• 指示 a: 本文抜粋の「しかし、その構想は断念せざるを得ない状況になっている。」から「否が応でもダルビッシュには先発、抑えでのフル回転への期待が高まっているのだ。」までを、「エンゼルス」を「所属球団」に書き換えたうえで示してください。

• 本文抜粋:
*-*-*
栗山監督は当初、愛弟子の大谷のクローザー起用を視野に入れていた。しかし、大谷の起用法に関してはエンゼルスとの調整が済んでいないという。「翔平に関しては(二刀流の)打者との兼ね合いがあり、こっちが自由に(起用する)という感じはなかなか……」と言葉を濁し、制約が多くなることを覚悟している様子だった。
確かに大谷はクローザーに最も必要な三振を取れる能力が高く、資質はある。大会途中での先発からの転向は難しい役回りだけに、栗山監督はコミュニケーションが取りやすく、実際に日本ハム時代に救援起用したことがある大谷を抑えに据えたい気持ちはあっただろう。
しかし、その構想は断念せざるを得ない状況になっている。
「年が明け、エンゼルスは球団売却を中止することになった。今後は他球団の若手有望株を引き替えにした大谷のトレードが選択肢にあるため、故障でもされると商品価値に傷がつく。代表での大谷の起用法には、よりエンゼルスが口出しするようになっているのではないか。大谷の抑えは白紙になったとみている」(米大手マネジメント会社の代理人)
不安だらけの抑え候補たち
否が応でもダルビッシュには先発、抑えでのフル回転への期待が高まっているのだ。
そもそもクローザーを先発陣から賄うアイデアの背景には、日本代表のリリーフ投手が不安定なことがある。MLBでもトップクラスのクローザーを擁する米国、ドミニカ共和国に比べると、どうしても見劣りする。
「今回の日本代表は史上最強であることは間違いない。ただし、弱点がないわけではない。中でも最大の不安要素は、これまでのWBCでも苦労してきた抑えだろう」(元WBC日本代表コーチ)
*-*-*
• 与えられた情報:
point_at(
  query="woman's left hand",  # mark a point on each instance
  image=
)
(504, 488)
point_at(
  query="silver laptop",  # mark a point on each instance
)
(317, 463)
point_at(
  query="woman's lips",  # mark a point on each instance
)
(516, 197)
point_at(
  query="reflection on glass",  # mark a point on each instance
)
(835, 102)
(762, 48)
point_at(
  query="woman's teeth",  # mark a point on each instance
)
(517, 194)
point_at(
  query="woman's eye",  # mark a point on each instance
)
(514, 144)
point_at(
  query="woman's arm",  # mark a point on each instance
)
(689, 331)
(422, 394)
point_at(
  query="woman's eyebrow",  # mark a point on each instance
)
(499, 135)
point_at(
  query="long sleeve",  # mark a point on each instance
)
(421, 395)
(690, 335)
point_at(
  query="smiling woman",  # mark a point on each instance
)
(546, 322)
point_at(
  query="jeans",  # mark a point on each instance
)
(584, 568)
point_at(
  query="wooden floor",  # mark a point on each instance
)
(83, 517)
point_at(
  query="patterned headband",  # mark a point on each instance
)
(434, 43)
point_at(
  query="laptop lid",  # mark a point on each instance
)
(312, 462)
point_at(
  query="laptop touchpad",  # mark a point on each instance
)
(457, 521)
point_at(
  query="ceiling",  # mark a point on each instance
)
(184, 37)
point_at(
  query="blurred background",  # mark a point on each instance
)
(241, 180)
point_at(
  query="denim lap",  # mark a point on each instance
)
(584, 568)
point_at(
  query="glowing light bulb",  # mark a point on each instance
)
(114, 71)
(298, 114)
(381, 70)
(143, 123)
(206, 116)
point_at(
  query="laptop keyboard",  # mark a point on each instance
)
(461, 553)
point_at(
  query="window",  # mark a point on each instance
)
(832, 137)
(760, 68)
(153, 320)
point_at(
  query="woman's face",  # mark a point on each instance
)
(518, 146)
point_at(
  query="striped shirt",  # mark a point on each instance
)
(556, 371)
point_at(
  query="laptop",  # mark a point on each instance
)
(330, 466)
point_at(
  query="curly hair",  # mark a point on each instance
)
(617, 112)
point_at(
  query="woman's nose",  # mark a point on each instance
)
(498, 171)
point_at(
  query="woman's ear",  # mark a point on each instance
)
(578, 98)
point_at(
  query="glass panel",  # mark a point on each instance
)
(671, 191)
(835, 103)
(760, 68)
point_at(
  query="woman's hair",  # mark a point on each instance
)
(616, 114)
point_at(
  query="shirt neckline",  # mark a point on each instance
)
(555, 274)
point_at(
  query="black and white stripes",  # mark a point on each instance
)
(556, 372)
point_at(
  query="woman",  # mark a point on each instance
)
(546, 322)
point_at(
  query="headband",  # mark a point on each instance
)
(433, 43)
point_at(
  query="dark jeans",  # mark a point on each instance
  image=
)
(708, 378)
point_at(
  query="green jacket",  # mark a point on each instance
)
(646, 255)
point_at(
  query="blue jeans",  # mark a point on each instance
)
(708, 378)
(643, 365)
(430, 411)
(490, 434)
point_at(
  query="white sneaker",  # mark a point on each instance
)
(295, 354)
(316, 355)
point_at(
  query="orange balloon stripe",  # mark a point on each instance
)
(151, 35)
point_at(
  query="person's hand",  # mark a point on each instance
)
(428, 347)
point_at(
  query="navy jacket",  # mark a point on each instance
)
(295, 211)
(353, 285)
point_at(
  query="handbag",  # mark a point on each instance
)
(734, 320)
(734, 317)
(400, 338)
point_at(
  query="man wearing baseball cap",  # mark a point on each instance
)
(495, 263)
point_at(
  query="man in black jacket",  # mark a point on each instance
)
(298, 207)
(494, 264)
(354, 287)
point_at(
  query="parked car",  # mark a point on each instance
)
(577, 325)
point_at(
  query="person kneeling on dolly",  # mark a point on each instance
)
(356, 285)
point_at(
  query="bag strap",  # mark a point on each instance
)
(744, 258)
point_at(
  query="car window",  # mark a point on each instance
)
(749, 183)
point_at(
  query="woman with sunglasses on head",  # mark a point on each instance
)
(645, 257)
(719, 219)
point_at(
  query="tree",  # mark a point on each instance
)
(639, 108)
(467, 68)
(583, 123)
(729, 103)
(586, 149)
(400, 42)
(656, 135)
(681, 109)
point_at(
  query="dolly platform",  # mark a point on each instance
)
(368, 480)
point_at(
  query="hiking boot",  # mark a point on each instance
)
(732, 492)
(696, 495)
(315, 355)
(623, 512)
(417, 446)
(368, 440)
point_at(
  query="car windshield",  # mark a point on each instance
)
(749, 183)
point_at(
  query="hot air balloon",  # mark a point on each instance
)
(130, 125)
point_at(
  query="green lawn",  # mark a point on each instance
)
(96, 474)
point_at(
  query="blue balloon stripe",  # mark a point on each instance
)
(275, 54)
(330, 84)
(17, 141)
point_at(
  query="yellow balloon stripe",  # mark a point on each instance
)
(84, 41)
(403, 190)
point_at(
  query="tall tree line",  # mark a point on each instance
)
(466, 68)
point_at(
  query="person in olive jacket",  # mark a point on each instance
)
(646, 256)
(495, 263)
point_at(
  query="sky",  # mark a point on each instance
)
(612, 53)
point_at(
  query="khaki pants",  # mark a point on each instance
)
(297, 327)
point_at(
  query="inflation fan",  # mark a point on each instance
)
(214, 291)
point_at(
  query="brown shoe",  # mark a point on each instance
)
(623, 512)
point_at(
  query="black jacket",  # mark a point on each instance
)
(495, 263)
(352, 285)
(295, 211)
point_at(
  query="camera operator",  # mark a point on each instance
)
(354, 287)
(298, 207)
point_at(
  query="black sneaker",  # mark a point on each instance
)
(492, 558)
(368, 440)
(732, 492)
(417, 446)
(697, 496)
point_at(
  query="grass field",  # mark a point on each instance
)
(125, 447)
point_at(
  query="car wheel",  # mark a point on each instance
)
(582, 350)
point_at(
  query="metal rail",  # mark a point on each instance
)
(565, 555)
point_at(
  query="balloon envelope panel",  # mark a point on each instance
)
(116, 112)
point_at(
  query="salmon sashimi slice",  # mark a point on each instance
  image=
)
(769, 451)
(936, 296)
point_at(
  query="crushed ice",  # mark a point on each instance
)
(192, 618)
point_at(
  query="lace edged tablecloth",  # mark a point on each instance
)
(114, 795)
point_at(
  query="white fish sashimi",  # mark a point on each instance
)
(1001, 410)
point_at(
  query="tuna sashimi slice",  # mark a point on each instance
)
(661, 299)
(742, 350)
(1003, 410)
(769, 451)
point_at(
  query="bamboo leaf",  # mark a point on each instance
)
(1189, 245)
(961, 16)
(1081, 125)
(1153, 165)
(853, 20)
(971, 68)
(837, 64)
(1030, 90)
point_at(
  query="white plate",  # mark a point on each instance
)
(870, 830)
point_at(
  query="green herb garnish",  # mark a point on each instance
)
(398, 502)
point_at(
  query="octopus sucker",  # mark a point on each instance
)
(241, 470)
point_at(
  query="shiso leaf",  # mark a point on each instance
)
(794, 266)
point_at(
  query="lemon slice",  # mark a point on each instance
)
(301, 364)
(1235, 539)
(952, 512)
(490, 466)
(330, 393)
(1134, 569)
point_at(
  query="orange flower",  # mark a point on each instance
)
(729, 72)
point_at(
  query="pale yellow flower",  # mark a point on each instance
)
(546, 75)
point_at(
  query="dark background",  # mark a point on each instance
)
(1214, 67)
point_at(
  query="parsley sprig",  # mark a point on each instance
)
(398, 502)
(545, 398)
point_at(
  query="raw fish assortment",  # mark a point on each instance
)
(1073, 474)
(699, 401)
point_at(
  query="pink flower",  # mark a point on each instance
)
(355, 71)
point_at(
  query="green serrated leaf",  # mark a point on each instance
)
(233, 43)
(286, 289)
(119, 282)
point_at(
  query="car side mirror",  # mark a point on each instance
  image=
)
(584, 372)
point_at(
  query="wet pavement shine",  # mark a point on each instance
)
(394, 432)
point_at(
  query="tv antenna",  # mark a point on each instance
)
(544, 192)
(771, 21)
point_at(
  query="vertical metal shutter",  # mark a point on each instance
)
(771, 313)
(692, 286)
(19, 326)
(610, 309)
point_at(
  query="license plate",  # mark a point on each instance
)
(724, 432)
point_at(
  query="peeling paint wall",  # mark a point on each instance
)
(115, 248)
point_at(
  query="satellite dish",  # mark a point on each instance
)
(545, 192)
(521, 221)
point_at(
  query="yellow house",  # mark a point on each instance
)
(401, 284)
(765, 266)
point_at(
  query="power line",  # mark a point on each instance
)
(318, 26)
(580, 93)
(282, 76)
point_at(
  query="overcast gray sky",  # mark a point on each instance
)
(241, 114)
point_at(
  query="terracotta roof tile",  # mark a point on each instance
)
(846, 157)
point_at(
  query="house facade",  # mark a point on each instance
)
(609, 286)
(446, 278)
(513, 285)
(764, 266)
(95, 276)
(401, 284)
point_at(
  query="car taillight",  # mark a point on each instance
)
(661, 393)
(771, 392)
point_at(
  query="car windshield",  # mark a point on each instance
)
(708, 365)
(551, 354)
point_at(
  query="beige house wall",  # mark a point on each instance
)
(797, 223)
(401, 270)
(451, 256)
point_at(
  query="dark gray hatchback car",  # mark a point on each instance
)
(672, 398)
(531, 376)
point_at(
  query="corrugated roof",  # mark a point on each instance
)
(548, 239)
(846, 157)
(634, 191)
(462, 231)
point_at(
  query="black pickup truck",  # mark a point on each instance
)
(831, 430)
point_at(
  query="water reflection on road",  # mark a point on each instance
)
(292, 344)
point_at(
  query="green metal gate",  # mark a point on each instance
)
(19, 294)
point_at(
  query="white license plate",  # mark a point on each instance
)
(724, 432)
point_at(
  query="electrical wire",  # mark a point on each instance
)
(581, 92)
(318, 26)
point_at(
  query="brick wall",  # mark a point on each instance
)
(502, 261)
*-*-*
• 指示 b: 「jeans」という文字列を含む行を一つ残らず抜き出し、そのまま書き写すこと。

• 出力 a:
しかし、その構想は断念せざるを得ない状況になっている。
「年が明け、所属球団は球団売却を中止することになった。今後は他球団の若手有望株を引き替えにした大谷のトレードが選択肢にあるため、故障でもされると商品価値に傷がつく。代表での大谷の起用法には、より所属球団が口出しするようになっているのではないか。大谷の抑えは白紙になったとみている」(米大手マネジメント会社の代理人)
不安だらけの抑え候補たち
否が応でもダルビッシュには先発、抑えでのフル回転への期待が高まっているのだ。

• 出力 b:
  query="jeans",  # mark a point on each instance
  query="dark jeans",  # mark a point on each instance
  query="blue jeans",  # mark a point on each instance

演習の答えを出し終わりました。